#### SUPPLIED ENTRIES
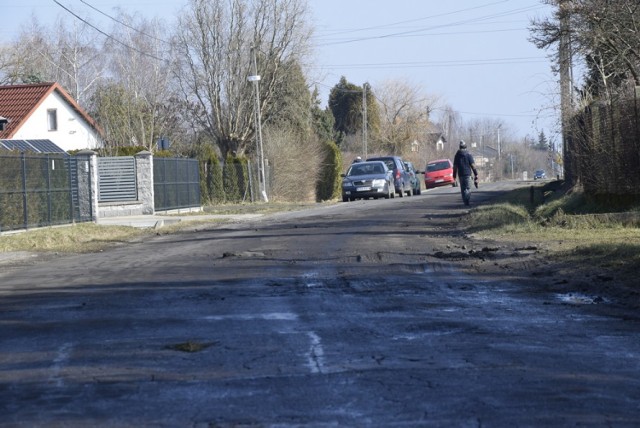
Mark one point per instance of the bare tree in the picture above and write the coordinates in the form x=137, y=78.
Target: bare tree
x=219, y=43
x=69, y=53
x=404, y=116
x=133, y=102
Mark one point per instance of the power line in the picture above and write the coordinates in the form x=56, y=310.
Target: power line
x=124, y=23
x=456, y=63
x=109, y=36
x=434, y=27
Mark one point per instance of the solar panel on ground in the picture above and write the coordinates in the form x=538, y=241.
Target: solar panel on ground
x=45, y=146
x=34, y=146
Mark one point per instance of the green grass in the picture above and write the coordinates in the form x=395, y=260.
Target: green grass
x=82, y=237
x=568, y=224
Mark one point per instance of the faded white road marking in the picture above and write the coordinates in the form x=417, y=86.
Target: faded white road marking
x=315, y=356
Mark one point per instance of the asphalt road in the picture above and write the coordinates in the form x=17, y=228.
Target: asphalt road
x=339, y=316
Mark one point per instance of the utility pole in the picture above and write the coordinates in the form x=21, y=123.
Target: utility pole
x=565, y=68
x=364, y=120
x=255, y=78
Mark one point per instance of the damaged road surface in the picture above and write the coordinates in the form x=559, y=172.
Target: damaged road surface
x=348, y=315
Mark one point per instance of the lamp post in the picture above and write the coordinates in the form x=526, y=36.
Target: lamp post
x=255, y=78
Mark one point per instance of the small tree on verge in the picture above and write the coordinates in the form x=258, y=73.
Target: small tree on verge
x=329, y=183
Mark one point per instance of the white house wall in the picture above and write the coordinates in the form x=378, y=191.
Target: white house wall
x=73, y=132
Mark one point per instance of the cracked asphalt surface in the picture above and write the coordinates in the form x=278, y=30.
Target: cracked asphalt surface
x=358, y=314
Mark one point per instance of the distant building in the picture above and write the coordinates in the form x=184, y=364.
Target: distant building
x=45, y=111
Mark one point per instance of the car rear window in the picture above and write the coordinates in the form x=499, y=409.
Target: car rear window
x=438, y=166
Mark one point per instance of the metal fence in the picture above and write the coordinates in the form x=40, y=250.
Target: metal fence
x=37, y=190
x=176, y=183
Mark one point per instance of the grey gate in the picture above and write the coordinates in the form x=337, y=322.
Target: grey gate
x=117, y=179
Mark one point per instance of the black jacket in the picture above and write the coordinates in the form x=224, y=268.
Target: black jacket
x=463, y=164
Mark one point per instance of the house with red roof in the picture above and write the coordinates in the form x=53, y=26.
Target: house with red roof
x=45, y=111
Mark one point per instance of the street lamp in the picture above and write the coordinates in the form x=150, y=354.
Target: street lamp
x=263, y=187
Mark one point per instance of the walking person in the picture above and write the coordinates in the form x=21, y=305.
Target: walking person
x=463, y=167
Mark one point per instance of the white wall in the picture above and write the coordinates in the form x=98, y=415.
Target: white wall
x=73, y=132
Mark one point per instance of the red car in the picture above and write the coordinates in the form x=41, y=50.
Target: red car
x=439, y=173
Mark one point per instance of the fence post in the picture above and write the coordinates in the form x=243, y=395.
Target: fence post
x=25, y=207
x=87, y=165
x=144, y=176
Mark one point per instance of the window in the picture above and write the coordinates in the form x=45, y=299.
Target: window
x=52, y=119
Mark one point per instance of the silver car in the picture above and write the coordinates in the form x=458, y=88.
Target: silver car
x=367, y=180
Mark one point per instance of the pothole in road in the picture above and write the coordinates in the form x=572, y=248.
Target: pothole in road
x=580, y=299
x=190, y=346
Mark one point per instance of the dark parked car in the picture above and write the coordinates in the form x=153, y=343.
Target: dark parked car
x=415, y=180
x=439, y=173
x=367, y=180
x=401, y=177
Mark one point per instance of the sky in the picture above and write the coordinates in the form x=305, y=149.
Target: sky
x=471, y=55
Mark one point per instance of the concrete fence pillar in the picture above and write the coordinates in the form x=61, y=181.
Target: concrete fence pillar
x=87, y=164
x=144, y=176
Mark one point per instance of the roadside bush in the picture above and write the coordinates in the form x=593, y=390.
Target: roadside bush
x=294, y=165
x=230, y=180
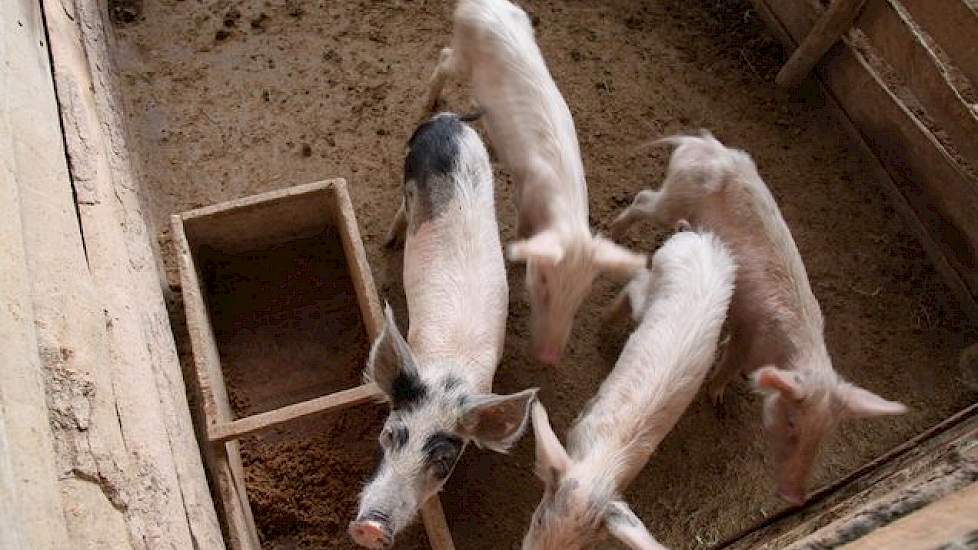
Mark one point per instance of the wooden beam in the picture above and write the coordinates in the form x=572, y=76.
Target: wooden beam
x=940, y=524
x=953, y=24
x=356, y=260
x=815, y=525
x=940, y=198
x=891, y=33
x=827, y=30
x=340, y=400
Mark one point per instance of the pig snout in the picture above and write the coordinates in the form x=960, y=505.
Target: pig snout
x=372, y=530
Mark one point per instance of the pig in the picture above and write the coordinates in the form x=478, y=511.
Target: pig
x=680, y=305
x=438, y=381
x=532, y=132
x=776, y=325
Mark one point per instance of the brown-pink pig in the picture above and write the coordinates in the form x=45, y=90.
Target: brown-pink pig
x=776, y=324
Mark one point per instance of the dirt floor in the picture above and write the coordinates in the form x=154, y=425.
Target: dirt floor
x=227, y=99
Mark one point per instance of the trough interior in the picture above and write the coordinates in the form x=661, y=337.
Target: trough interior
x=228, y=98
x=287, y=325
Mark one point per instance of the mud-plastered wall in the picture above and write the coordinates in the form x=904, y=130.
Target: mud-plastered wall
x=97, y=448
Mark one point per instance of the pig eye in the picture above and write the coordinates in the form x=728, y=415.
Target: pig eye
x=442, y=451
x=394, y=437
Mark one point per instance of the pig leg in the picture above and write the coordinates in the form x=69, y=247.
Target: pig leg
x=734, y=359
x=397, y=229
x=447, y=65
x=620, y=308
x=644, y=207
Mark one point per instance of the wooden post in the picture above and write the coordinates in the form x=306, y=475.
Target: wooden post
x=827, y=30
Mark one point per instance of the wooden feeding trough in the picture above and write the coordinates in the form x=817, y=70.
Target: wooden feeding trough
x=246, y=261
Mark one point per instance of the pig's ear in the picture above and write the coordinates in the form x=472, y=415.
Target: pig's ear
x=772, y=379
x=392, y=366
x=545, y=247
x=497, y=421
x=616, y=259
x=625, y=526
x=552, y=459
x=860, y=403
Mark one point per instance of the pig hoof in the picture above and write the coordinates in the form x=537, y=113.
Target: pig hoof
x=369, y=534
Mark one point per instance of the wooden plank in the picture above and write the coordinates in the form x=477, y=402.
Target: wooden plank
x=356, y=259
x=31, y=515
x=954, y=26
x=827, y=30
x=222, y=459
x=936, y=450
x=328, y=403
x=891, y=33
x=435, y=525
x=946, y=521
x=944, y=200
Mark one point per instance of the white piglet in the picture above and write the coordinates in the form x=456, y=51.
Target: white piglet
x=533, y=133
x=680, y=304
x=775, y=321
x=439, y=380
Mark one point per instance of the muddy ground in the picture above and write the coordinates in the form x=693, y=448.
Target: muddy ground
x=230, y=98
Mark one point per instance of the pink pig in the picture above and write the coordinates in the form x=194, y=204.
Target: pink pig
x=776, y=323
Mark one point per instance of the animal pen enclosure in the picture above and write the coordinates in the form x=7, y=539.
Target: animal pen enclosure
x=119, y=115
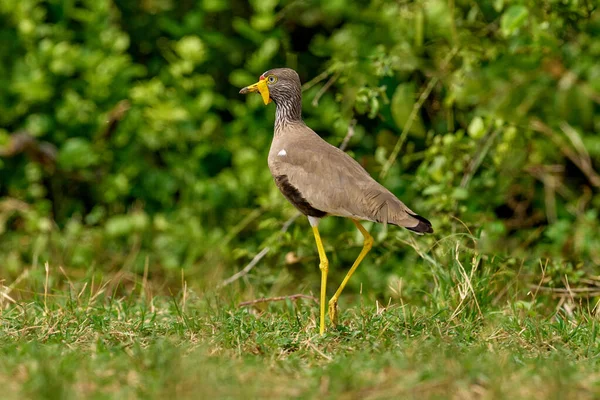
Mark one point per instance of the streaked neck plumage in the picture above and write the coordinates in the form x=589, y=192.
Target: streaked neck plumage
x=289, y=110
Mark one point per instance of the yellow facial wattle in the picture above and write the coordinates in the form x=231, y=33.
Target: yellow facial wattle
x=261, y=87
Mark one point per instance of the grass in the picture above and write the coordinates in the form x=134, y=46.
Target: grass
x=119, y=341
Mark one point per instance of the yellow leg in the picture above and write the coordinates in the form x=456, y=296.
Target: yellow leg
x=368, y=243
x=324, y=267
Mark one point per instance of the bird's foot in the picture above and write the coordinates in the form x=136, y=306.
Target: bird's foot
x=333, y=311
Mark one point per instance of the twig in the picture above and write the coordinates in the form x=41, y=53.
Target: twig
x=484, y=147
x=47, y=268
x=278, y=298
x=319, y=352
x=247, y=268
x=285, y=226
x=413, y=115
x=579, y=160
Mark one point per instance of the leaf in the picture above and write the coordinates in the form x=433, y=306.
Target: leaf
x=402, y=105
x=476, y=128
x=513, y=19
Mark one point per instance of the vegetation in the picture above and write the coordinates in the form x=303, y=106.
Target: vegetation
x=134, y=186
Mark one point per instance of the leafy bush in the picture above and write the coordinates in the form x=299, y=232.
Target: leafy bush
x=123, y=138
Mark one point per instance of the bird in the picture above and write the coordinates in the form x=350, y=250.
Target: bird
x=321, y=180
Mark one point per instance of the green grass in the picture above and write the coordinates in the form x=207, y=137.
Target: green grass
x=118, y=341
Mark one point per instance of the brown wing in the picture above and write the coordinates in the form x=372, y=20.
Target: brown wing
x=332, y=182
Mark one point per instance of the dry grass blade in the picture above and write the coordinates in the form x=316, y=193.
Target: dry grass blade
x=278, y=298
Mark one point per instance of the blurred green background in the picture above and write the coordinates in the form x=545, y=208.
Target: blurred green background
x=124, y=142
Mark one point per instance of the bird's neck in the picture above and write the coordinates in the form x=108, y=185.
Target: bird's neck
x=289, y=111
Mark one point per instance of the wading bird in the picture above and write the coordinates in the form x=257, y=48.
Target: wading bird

#### REQUIRED WORK
Nothing but the lines from the one with "Mark one point per instance of the yellow leg" through the last line should be repeated, each exactly as it stands.

#### RESPONSE TO THE EXERCISE
Mark one point per instance of the yellow leg in the picture above and write the coordinates in the form x=456, y=296.
Target: yellow leg
x=368, y=243
x=324, y=267
Mark one point per instance of the bird's foot in the picture above and write the coordinates in the form x=136, y=306.
Target: bird's foot
x=333, y=311
Mark one point per instance of the twig in the picture above and write the coordinates in the form x=41, y=53.
Target: twig
x=484, y=147
x=47, y=268
x=278, y=298
x=319, y=352
x=247, y=268
x=285, y=226
x=413, y=115
x=579, y=160
Mark one point per instance of the leaf in the picture above and write the coordinates in the form x=433, y=306.
Target: leaf
x=402, y=105
x=476, y=128
x=513, y=19
Mark one point per instance of the vegetation in the picture above and write the coordinates in the form x=303, y=106.
Target: vegetation
x=134, y=186
Mark one point per instance of the leafy bush in the picture above and write the coordinates in the form x=299, y=232.
Target: leafy bush
x=123, y=138
Mark one point per instance of the bird in the picture above and write the coordinates in the form x=350, y=250.
Target: bird
x=321, y=180
Mark one point per instance of the green grass in the picture above and write the coordinates in the form x=207, y=137.
Target: green grass
x=118, y=341
Mark one point per instance of the brown wing in the picture above and write the coordinates in the form x=372, y=20.
Target: brown wing
x=332, y=182
Mark one point per instance of the dry grass blade in the picture above and write the coordinates in the form x=316, y=193.
Target: dry grass blade
x=278, y=298
Mark one point per instance of the blurred green background in the picture above and write the coordinates in the form x=545, y=208.
Target: blurred green background
x=124, y=142
Mark one point per instance of the bird's neck in the picture above and write the coordinates in the form x=108, y=185.
Target: bird's neck
x=289, y=111
Mark one point per instance of the wading bird in the picture above and write the coordinates in the form x=257, y=48.
Target: wading bird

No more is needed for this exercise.